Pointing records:
-- -- --
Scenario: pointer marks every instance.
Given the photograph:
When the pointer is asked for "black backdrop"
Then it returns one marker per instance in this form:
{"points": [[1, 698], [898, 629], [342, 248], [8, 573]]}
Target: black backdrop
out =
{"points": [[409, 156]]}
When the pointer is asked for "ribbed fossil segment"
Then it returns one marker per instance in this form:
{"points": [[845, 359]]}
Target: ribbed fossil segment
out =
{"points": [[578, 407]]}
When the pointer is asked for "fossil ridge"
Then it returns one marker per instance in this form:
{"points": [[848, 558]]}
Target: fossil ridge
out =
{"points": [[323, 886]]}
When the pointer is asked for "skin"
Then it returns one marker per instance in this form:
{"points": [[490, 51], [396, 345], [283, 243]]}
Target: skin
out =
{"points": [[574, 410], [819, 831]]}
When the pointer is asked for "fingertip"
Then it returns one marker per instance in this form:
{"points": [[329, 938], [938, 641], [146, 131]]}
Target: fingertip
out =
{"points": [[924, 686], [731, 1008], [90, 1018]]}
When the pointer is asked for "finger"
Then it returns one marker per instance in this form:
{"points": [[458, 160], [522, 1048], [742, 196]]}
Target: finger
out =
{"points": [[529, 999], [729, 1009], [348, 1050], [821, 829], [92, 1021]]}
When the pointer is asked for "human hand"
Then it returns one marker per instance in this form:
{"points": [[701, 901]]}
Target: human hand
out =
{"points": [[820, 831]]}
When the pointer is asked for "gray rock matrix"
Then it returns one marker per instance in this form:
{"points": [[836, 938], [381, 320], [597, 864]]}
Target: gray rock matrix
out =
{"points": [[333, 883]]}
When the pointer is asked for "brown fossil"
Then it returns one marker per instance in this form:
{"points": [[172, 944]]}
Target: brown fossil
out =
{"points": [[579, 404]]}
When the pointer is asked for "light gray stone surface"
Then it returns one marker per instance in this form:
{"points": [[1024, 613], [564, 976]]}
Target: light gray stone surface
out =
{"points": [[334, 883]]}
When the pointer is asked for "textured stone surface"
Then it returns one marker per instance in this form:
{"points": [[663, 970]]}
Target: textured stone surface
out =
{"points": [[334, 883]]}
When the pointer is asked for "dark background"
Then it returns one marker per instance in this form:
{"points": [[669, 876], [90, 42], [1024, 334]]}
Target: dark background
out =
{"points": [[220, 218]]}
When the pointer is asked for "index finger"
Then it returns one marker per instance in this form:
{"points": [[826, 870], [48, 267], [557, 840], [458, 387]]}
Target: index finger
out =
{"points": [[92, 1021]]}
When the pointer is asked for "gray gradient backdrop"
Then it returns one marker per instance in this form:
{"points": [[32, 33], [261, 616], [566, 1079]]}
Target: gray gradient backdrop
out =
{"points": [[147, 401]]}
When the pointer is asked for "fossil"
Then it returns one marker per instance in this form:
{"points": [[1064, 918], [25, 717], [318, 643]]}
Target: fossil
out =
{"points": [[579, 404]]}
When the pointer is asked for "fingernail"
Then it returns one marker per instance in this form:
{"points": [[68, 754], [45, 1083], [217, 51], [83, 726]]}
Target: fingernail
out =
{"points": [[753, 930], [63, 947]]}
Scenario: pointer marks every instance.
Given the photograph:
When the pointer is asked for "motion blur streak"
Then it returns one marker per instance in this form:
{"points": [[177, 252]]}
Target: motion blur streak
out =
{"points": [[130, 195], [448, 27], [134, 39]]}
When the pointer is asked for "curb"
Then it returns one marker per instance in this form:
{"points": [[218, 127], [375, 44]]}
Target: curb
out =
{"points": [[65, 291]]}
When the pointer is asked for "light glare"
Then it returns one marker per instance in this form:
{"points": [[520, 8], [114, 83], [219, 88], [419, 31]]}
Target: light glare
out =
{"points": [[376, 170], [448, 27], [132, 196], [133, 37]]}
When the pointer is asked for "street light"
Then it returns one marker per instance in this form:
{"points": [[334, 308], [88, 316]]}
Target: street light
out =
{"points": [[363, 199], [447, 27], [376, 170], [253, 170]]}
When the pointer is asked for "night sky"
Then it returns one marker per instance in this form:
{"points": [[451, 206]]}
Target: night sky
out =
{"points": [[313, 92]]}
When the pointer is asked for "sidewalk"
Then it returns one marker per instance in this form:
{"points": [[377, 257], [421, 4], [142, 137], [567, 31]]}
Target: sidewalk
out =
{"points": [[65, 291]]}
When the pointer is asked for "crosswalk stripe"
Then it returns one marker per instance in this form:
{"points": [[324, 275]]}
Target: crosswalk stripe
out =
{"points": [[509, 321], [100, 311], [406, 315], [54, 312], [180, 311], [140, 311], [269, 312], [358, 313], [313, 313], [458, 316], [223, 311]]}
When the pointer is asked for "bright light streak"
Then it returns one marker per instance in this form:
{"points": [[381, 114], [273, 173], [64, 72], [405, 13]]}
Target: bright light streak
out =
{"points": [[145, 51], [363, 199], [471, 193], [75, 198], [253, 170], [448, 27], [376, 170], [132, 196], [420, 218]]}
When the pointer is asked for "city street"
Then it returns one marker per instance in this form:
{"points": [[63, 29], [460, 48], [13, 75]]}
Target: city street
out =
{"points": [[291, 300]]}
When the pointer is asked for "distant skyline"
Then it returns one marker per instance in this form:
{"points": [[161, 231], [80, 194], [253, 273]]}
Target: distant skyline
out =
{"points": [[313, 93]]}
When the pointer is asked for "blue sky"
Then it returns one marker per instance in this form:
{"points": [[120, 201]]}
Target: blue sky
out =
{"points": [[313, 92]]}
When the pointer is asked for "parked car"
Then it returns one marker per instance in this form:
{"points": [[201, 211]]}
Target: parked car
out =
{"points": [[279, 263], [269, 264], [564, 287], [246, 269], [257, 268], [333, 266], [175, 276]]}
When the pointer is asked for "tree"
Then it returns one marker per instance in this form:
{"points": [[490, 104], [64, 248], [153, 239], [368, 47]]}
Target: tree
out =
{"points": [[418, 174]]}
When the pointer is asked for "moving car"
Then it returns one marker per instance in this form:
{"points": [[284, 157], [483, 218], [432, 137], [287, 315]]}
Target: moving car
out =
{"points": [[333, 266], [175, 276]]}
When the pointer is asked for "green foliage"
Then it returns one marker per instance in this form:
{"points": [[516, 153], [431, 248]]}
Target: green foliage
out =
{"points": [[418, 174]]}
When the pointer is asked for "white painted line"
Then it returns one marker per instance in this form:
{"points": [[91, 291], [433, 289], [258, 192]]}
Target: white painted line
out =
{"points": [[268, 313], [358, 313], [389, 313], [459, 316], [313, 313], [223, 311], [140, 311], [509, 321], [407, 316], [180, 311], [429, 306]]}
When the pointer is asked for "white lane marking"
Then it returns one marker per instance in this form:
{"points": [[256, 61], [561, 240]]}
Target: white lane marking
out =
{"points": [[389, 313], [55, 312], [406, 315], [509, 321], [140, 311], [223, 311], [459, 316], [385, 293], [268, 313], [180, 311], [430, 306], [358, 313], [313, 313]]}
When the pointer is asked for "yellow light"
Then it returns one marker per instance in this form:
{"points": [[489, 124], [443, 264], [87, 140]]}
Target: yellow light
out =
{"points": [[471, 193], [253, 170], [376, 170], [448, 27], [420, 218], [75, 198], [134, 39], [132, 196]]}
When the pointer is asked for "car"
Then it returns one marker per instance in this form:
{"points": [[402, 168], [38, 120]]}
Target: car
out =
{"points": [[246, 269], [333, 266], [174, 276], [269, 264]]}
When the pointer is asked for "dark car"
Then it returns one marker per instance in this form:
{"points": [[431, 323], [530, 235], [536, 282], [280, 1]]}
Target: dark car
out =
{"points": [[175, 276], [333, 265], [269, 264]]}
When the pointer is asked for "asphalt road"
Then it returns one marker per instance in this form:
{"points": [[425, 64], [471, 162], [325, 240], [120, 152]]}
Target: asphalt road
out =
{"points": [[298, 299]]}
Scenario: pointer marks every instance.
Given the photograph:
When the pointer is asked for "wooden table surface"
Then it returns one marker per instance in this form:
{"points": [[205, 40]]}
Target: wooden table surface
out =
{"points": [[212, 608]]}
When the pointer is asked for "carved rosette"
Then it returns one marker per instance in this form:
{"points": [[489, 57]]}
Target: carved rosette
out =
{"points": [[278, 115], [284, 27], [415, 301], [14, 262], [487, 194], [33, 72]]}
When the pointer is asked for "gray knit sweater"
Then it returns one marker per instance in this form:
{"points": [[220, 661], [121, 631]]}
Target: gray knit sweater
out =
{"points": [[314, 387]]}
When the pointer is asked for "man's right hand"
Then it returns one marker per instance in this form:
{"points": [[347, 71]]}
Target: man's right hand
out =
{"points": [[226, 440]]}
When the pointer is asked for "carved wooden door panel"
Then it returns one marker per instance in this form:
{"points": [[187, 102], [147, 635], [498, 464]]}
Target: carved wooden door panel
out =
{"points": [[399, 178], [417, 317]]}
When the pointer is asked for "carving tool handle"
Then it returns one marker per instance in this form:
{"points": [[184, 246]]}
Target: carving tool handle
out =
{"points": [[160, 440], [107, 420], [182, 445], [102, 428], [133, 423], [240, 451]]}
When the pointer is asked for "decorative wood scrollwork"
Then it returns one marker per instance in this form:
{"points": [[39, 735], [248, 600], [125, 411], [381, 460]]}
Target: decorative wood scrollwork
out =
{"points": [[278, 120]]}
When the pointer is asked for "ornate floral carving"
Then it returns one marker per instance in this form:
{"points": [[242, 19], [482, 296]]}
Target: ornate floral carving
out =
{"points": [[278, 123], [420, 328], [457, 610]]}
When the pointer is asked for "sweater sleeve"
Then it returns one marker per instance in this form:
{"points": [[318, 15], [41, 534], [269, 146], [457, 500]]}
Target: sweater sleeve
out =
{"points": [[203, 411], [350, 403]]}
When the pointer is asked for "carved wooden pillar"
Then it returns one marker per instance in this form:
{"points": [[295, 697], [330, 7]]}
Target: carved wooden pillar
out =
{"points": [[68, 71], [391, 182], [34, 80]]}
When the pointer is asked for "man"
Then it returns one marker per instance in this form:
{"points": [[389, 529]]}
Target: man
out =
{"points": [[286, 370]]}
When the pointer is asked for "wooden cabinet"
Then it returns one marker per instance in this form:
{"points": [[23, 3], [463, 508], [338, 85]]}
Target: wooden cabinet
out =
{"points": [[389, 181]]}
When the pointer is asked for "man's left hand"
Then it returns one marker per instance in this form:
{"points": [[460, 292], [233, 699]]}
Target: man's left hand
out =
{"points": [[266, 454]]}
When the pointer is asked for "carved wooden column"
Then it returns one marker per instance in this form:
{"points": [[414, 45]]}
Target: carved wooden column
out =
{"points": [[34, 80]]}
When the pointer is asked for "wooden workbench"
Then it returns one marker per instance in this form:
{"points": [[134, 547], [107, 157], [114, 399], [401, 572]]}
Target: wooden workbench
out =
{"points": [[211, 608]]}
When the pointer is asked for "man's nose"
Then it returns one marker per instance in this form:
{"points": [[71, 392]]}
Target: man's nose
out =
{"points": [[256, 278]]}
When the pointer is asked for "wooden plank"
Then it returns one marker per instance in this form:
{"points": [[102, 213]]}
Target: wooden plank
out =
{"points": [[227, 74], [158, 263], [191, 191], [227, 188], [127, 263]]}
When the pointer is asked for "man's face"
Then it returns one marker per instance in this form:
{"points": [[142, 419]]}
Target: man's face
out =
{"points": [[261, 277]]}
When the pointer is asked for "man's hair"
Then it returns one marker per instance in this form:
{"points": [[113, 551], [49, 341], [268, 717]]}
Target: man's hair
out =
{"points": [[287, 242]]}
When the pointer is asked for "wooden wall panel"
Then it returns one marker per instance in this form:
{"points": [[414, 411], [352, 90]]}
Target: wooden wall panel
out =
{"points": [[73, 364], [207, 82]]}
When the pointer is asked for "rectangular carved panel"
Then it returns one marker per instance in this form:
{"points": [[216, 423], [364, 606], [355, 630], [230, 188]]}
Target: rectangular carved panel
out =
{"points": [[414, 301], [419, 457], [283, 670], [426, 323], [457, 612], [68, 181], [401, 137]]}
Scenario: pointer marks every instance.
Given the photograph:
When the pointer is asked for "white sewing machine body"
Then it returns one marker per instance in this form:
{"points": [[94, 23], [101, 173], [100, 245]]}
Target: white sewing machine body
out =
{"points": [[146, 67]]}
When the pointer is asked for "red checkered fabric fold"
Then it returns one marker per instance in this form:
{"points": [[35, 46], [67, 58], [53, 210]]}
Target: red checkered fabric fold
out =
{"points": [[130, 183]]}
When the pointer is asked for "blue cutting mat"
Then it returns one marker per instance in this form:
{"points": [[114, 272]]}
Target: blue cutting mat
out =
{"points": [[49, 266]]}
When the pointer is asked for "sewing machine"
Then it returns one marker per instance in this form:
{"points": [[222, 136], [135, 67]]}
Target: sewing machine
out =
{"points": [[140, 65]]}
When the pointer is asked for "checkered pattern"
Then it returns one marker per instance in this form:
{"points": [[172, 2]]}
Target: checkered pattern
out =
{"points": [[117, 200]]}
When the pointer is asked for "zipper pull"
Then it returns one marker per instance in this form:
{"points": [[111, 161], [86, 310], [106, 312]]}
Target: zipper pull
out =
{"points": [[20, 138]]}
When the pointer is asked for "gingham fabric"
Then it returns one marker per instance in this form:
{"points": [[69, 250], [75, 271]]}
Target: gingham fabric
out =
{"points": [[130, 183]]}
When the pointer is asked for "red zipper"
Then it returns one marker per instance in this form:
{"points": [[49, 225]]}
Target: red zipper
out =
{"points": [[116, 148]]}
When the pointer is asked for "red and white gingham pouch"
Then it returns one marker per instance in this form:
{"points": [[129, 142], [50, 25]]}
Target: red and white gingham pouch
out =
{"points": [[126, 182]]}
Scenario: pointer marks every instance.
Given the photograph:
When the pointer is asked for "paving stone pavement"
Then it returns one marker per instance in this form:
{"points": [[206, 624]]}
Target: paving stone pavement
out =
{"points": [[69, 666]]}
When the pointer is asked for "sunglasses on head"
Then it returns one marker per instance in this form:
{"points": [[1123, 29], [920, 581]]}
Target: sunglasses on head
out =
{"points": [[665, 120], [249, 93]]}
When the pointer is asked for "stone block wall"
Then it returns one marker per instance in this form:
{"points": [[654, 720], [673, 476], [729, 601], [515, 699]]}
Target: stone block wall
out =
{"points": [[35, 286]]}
-- -- --
● **What is needed**:
Pull out each line of the material that contains the string "foliage".

● **Expected answer**:
When the pointer is asked for "green foliage"
Target: green foliage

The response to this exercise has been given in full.